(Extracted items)
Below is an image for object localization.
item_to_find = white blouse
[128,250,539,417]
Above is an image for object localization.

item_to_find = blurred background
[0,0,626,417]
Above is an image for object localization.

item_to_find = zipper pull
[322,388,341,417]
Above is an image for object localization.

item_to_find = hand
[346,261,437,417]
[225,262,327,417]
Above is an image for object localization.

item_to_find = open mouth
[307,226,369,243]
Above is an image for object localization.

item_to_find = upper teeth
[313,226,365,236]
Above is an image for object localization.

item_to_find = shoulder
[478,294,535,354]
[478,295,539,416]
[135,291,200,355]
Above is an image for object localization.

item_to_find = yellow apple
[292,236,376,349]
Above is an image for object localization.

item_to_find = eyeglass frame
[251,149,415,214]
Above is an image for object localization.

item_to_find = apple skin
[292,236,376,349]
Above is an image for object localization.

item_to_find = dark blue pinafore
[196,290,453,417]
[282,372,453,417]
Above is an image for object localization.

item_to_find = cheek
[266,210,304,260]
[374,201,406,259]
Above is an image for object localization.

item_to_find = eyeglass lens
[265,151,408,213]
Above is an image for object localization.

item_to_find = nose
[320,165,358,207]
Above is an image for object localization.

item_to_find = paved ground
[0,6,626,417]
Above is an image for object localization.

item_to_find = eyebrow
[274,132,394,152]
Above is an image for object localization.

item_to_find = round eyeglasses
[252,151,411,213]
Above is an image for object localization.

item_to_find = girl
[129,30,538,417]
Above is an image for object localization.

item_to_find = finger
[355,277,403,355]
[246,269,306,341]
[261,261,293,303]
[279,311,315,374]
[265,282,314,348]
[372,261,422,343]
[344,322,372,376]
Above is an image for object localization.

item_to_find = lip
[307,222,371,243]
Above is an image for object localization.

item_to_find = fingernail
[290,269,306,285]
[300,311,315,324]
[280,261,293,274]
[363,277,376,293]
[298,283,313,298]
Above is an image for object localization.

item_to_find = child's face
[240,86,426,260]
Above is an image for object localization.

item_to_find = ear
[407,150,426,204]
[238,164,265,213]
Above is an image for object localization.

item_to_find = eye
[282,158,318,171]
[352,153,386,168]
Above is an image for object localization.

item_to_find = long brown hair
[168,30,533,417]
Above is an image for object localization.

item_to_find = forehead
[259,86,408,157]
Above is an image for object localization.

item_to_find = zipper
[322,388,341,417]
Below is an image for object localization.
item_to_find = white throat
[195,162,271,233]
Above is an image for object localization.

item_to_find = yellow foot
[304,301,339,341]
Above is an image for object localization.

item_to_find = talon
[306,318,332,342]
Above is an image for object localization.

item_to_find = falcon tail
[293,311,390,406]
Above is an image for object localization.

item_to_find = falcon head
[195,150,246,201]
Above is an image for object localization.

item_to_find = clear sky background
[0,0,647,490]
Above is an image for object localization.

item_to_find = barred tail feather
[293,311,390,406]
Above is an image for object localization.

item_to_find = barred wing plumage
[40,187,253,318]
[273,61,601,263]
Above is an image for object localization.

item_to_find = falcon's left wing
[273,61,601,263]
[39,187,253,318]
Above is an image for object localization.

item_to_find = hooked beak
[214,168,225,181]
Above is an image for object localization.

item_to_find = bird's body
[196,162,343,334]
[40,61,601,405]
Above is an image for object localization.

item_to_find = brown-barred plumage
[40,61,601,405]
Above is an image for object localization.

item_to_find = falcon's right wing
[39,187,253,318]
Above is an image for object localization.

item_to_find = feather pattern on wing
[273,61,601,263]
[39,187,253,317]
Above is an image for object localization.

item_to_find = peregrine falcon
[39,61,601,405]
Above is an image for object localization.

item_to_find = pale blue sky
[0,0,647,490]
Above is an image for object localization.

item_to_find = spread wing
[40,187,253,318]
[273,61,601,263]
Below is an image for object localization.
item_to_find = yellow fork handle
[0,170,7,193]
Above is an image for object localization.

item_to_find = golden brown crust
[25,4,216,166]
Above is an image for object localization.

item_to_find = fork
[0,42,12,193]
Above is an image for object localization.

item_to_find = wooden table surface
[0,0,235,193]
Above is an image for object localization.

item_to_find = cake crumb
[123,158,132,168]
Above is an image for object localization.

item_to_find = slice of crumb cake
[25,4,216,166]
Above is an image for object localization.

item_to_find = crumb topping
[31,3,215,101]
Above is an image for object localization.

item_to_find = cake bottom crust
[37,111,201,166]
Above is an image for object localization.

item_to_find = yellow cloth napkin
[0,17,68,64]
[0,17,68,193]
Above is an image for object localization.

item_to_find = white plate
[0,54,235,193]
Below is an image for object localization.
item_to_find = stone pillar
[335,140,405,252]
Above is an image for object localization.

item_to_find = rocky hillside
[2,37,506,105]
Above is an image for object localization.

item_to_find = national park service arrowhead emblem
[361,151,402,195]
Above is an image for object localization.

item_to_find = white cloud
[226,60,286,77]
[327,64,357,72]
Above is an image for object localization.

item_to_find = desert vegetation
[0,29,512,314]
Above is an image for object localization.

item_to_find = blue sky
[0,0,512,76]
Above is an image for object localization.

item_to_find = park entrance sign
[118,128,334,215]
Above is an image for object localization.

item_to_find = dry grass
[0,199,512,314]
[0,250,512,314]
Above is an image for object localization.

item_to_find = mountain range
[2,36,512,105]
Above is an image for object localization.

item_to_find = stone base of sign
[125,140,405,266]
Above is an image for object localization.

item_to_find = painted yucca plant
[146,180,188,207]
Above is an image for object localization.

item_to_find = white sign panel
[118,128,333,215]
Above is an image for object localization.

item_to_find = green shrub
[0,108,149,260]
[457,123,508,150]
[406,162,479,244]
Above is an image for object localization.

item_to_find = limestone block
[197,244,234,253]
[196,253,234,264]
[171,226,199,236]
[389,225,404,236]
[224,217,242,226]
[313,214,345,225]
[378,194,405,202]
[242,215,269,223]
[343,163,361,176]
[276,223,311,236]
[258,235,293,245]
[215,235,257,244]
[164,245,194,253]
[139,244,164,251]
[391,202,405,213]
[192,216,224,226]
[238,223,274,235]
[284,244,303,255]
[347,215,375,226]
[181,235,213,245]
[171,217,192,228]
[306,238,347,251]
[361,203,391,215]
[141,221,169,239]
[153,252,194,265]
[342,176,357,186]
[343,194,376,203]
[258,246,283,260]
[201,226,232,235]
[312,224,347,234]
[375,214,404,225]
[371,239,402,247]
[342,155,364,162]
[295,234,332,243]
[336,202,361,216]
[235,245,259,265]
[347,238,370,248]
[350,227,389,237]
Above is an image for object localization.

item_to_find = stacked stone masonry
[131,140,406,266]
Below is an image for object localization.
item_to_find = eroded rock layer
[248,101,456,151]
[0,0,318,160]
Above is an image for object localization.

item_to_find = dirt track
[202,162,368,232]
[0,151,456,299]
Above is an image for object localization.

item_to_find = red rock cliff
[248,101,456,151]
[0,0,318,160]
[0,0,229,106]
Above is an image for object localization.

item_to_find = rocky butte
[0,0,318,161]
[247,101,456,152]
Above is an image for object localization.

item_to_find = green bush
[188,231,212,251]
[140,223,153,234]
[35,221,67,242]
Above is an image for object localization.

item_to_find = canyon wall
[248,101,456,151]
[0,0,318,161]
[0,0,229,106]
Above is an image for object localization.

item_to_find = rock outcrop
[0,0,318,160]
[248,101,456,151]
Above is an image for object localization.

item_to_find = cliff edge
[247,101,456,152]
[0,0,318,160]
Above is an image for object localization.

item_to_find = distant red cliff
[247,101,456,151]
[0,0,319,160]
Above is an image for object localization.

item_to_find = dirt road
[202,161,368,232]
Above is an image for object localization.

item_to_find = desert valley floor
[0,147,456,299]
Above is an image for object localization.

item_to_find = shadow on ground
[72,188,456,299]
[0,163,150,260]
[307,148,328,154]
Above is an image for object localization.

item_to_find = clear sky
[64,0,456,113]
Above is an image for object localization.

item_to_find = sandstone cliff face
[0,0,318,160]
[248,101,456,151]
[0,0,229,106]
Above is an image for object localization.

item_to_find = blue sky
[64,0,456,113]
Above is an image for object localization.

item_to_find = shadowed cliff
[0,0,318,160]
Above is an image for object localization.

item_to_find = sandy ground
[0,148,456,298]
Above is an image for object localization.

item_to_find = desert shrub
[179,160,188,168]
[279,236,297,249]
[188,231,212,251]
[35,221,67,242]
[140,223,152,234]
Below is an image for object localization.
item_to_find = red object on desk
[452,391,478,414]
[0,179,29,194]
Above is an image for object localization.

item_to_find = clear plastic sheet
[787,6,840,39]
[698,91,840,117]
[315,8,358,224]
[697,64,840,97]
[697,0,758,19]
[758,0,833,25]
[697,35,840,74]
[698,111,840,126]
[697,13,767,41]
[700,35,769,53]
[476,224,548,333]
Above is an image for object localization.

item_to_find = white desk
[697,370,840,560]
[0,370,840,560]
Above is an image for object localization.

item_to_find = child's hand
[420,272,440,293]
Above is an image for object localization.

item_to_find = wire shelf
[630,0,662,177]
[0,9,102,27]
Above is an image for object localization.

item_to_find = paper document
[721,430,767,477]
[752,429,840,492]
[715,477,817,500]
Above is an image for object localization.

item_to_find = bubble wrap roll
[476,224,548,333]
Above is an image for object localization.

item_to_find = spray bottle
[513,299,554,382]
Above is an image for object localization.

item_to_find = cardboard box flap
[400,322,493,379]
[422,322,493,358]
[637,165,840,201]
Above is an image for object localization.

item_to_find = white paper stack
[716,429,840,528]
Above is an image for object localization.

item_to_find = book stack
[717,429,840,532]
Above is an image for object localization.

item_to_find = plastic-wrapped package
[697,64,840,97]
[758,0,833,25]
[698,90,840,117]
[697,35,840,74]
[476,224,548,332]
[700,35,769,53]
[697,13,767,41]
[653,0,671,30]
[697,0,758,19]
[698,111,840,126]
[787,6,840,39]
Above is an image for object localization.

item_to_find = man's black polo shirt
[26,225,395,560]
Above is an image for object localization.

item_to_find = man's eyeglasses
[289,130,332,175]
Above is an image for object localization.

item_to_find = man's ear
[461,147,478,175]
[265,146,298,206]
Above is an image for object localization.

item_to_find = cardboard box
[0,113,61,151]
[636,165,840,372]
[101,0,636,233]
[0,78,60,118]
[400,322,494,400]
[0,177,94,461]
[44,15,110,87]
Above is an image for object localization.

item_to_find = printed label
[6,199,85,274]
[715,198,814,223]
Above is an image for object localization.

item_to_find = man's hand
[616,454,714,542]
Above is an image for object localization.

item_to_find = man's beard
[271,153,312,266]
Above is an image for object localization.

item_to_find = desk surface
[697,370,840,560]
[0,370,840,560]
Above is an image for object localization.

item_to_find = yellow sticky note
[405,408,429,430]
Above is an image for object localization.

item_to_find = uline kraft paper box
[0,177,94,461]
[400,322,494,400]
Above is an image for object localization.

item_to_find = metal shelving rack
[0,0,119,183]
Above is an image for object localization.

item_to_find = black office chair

# Directive
Could you write out the items again, from the start through the line containing "[374,201,406,259]", swapping "apple" for "pear" and leaving everything else unchanged?

# Worked solution
Below is an image for object localization.
item_to_find = white blouse
[128,250,539,417]
Above is an image for object localization.

item_to_find = blurred background
[0,0,626,417]
Above is an image for object localization.

item_to_find = zipper pull
[322,388,341,417]
Above is an image for object localization.

item_to_find = hand
[346,261,437,417]
[225,262,327,417]
Above is an image for object localization.

item_to_find = open mouth
[307,226,369,243]
Above is an image for object localization.

item_to_find = upper teeth
[313,226,365,236]
Above is an image for object localization.

item_to_find = shoulder
[478,294,535,354]
[478,295,539,416]
[135,291,200,355]
Above is an image for object localization.

item_to_find = yellow pear
[292,236,376,349]
Above is an image for object localization.

item_to_find = eyeglass frame
[251,149,415,214]
Above is an image for object localization.

item_to_find = pear skin
[292,236,376,349]
Above is an image for object localization.

item_to_find = dark blue pinafore
[196,290,453,417]
[282,372,453,417]
Above is an image for object localization.

item_to_find = cheek
[266,210,304,260]
[374,201,406,259]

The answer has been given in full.